**Text for analysis**
In The Imp of the Mind you share an example from White Bears and Other Unwanted Thoughts by Dr. Daniel Wegner. The basic idea is that if you tell someone they’re forbidden from having a certain thought — in this case, picturing a white bear — they’ll be even more likely to have the thought. In fact, the thought becomes stronger the more they try to rid it from their mind. How can someone with taboo intrusive thoughts overcome the urge to push the obsessions out of their minds as quickly as possible? The thought of murdering a loved one is so painful it’s a natural response to recoil at it.

Dr. Wegner’s book explains one key reason for the “stickiness” of taboo obsessions in a very easy-to-understand way. Dr. Wegner and I often discussed this topic, both before and after he joined the Harvard College faculty, and I was saddened by his untimely passing two years ago. We agreed that the first step for sufferers of taboo obsessions was for them to understand that thoughts passing through our minds are not as important as we often believe them to be. Everyone has thoughts they don’t like having at times, but the very universal nature of these thoughts proves that they are not dangerous — if this were not the case, violent and sexual attacks would be occurring daily in every home and office! Taking this leap of faith is often the first step in successful treatment. Secondly, sufferers have to understand that OCD is “tricky” and it will try to get you to fight the obsessions, giving them strength, through the mechanism of “thought suppression” that Dr. Wegner researched so thoroughly. Truly understanding these two concepts often reduces the OCD sufferers’ suffering instantly.

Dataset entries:

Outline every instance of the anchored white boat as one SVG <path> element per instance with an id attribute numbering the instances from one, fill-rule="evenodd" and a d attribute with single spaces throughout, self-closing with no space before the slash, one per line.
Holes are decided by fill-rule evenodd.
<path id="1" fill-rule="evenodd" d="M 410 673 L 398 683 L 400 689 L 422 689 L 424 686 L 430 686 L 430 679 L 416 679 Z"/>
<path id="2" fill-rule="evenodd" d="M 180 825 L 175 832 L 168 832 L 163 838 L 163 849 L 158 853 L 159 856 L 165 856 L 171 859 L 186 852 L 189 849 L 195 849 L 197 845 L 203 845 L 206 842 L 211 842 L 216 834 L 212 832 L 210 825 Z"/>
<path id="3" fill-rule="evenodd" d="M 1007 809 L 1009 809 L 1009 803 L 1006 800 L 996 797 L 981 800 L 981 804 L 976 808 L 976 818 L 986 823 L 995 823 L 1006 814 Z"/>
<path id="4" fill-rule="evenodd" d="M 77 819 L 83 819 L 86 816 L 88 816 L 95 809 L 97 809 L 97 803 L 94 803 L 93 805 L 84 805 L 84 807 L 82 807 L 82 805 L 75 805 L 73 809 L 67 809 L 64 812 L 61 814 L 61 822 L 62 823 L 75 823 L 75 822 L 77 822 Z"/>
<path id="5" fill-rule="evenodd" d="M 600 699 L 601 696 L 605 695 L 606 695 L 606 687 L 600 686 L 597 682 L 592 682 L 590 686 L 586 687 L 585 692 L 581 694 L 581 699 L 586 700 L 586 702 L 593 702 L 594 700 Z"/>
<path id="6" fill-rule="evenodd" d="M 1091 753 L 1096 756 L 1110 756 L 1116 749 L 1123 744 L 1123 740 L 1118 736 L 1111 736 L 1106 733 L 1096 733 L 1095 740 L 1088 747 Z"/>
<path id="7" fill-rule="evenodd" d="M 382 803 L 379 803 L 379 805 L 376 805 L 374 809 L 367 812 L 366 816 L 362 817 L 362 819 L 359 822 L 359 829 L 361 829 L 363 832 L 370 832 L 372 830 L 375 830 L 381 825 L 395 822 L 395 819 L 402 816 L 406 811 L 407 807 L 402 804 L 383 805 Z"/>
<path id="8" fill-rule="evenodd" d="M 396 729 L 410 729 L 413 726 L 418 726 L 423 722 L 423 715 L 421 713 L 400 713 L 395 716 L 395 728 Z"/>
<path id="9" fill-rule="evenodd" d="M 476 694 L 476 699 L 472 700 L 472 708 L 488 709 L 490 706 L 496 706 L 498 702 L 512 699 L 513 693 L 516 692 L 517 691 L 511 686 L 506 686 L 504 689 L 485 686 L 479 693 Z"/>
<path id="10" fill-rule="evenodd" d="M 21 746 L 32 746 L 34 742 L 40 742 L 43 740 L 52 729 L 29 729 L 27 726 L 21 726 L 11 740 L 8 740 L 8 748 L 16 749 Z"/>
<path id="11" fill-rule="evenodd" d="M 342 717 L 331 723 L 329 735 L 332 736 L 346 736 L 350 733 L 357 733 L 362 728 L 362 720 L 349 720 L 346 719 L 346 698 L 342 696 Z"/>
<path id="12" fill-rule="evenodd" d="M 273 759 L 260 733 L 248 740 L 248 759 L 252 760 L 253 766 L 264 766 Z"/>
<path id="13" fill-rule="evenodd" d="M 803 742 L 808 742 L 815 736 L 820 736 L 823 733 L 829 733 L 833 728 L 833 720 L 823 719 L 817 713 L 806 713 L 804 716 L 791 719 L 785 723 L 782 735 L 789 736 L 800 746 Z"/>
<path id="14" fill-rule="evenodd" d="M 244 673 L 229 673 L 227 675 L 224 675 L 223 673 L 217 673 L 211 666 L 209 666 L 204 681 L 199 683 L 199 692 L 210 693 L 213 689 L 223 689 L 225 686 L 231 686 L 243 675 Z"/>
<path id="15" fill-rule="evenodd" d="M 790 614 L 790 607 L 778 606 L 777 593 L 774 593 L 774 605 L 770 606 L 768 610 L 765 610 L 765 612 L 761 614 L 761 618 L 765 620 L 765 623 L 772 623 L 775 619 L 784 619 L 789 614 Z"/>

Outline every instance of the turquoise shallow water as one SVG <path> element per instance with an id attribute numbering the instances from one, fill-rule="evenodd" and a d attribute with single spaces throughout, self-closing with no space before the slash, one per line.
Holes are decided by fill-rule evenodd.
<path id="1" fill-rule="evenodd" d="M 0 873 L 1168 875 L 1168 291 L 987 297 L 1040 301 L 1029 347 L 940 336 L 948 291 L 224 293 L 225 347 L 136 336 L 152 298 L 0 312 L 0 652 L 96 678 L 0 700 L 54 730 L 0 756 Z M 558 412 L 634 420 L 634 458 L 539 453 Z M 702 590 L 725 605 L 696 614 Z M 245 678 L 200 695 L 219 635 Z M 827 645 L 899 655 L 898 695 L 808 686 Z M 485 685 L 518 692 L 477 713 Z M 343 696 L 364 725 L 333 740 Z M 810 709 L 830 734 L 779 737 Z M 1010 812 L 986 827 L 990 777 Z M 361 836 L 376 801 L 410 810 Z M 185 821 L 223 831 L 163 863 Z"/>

**Task directions**
Extend the passage on intrusive thoughts, picking up right after its final sentence. The listing is separate material and is unrelated to the passage on intrusive thoughts.

**Reply**
People with taboo obsessions are terrified they’ll act on their thoughts. They think the thoughts must mean something; otherwise they wouldn’t have them. Without giving in to our compulsion to be reassured, what can you tell us about the likelihood of people with OCD acting on their obsessions?

Although I tell my patients (only once, mind you!) that based on my experience, and the experience of my colleagues who treat OCD, they will not act on their violent or sexual obsessions. However, I also know that this will not really work to reassure them, because OCD preys on doubt and tries to get them to find absolute, 100 percent certainty. Yet there is no absolute certainty about anything in the future — even about the sun rising tomorrow — so the solution is to learn to live with the feelings of uncertainty, even of things that are extremely unlikely.

Why do you recommend ERP to patients with OCD?

I tell my patients that we all have a “rational brain” and an “emotional brain.” Their rational brain can understand that their taboo obsessions are not meaningful, and they need to learn to let these obsessions pass without fighting them, while their emotional mind can continue to react with strong, uncomfortable feelings to these thoughts. The most effective, non-drug treatment we have for reducing or eliminating this reaction of their emotional mind is through exposure and response prevention. I describe this process in detail in my book Getting Control.


Many people with “pure O,” that is, mostly obsessions coupled with mental compulsions, wonder how ERP will work for them. You can’t have advise them to touch a toilet seat and then resist the compulsion to wash their hands, for example. Let’s say someone with pedophilia OCD comes to you. How might you go about exposures?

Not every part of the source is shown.